Tasks to carry out »
1 - In the gastric cancer abstract, copy the passage starting with "Results: On logistic" and going on through "and 82.5-84.8%, respectively.".
2 - According to the gastric cancer abstract, how many differentiated early gastric cancers made up the derivation group?

Document text »
━━━━━━━━━━━━━━━━━━━━━━━━━━━━━━

Background: Intramucosal and minute submucosal (M-SM1; < 500 μm in depth) differentiated gastric cancers, which have a negligible risk of lymph node metastasis, are the targets for endoscopic resection. However, there have been few reports about the endoscopic distinction between these cancers and cancers with deeper submucosal invasion (SM2; ≥ 500 μm in depth). The aim of this retrospective study was to analyze the differences in the endoscopic features between M-SM1 and SM2 cancers, and to develop a simple scoring model to predict the depth of these early gastric cancers.
Methods: We analyzed 853 differentiated early gastric cancers treated endoscopically or surgically as a derivation group. Endoscopic images were reviewed to determine the relationship between depth of invasion and the following endoscopic features: tumor location, macroscopic type, tumor size, and endoscopic findings (remarkable redness, uneven surface, margin elevation, ulceration, and enlarged folds). Secondly, we created a depth-predicting model based on the obtained data and applied the model to 211 validation samples.
Results: On logistic regression analysis, tumor size more than 30 mm, remarkable redness, uneven surface, and margin elevation were significantly associated with deeper submucosal cancers. A depth-predicting score was created by assigning 2 points for margin elevation and tumor size more than 30 mm, and 1 point for each of the other endoscopic features. When validation lesions of 3 points or more were diagnosed as deeper submucosal cancers, the sensitivity, specificity, and accuracy as evaluated by three endoscopists were 29.7-45.9, 93.1-93.7, and 82.5-84.8%, respectively.
Conclusions: The depth-predicting score could be useful in the decisions on treatment strategy for differentiated M-SM1 early gastric cancers.

━━━━━━━━━━━━━━━━━━━━━━━━━━━━━━

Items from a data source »
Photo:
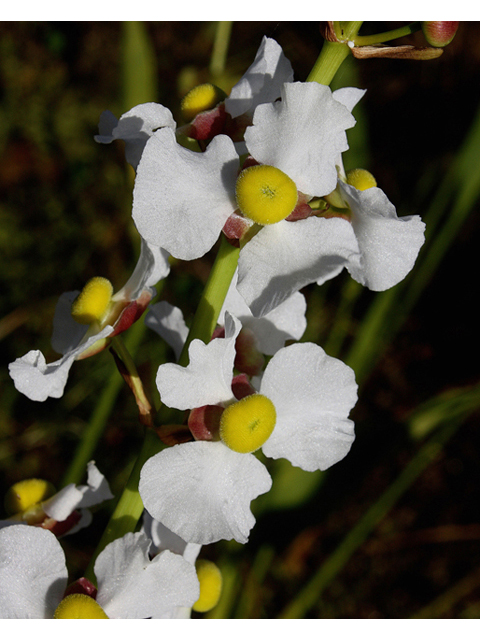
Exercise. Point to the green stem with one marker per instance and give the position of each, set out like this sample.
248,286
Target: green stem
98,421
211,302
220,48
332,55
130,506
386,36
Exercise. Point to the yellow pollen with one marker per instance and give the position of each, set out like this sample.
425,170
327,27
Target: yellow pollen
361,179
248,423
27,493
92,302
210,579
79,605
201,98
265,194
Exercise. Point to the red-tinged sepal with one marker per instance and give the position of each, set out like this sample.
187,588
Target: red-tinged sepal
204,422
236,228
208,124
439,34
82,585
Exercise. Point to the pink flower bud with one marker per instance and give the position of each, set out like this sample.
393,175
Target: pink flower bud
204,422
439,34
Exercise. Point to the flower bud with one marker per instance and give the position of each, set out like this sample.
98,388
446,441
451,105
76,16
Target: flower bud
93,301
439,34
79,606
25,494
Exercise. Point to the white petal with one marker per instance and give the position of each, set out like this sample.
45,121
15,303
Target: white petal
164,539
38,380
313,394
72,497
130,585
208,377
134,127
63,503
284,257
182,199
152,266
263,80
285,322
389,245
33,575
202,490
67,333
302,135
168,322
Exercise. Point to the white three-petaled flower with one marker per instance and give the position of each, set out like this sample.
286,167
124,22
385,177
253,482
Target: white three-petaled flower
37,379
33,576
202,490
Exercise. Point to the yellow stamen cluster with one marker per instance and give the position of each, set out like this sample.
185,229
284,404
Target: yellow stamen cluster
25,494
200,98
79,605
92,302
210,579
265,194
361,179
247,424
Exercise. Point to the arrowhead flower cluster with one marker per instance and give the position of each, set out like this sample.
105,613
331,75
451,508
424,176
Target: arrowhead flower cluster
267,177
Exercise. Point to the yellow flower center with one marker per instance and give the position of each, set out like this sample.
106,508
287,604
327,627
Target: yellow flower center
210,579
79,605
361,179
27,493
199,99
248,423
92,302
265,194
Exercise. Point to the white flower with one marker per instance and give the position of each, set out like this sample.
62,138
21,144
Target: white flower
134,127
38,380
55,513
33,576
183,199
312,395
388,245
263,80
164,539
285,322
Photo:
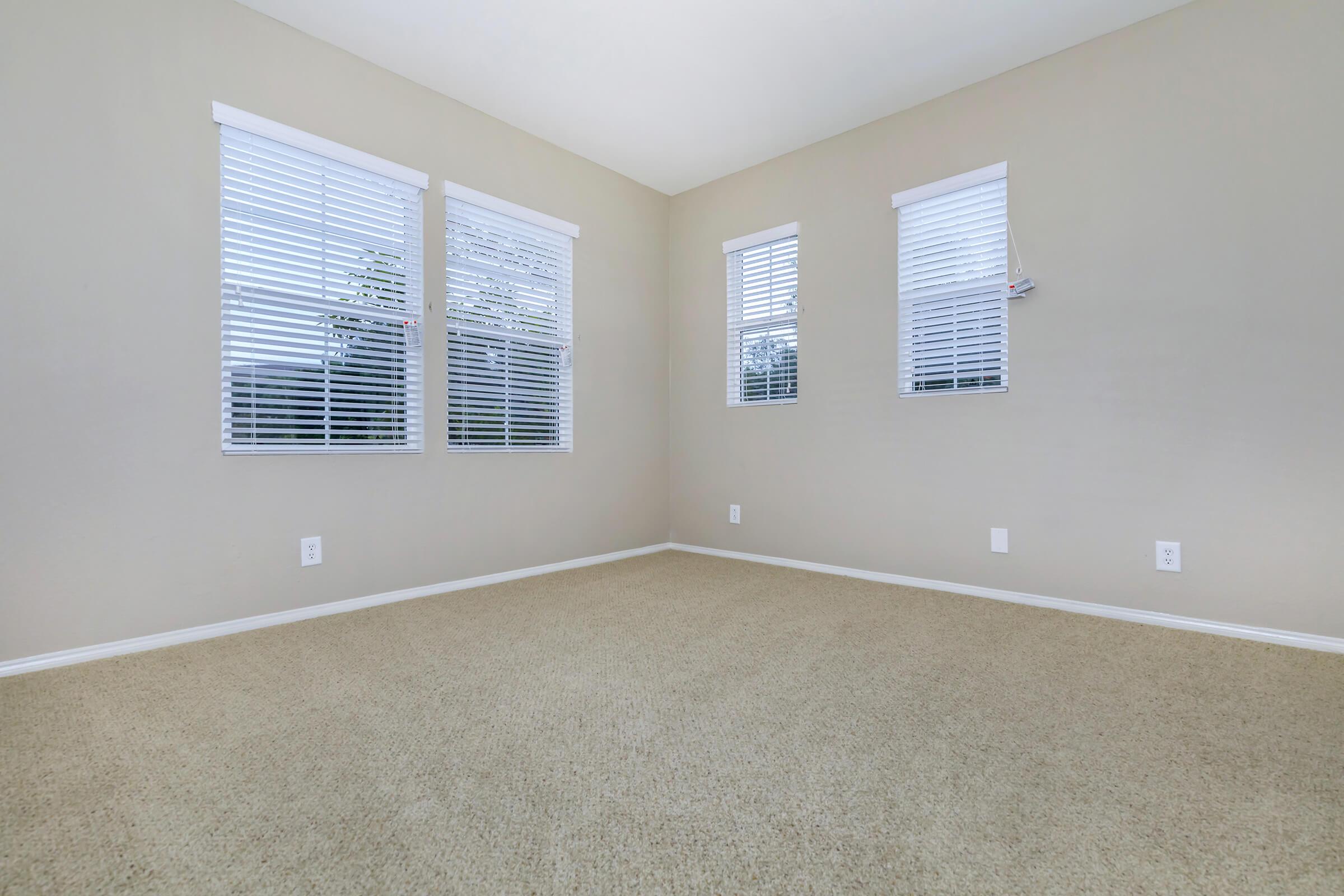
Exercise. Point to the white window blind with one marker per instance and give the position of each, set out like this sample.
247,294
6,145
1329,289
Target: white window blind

━━━━━━━━━━━━━━━━━━━━━━━━━━━━━━

Results »
1 -
Results: On logistic regression analysis, tumor size more than 30 mm, remarkable redness, uneven surface, and margin elevation were significantly associated with deeper submucosal cancers. A depth-predicting score was created by assigning 2 points for margin elevation and tumor size more than 30 mm, and 1 point for each of the other endoscopic features. When validation lesions of 3 points or more were diagnosed as deeper submucosal cancers, the sensitivity, specificity, and accuracy as evaluated by three endoscopists were 29.7-45.9, 93.1-93.7, and 82.5-84.8%, respectively.

2 - 853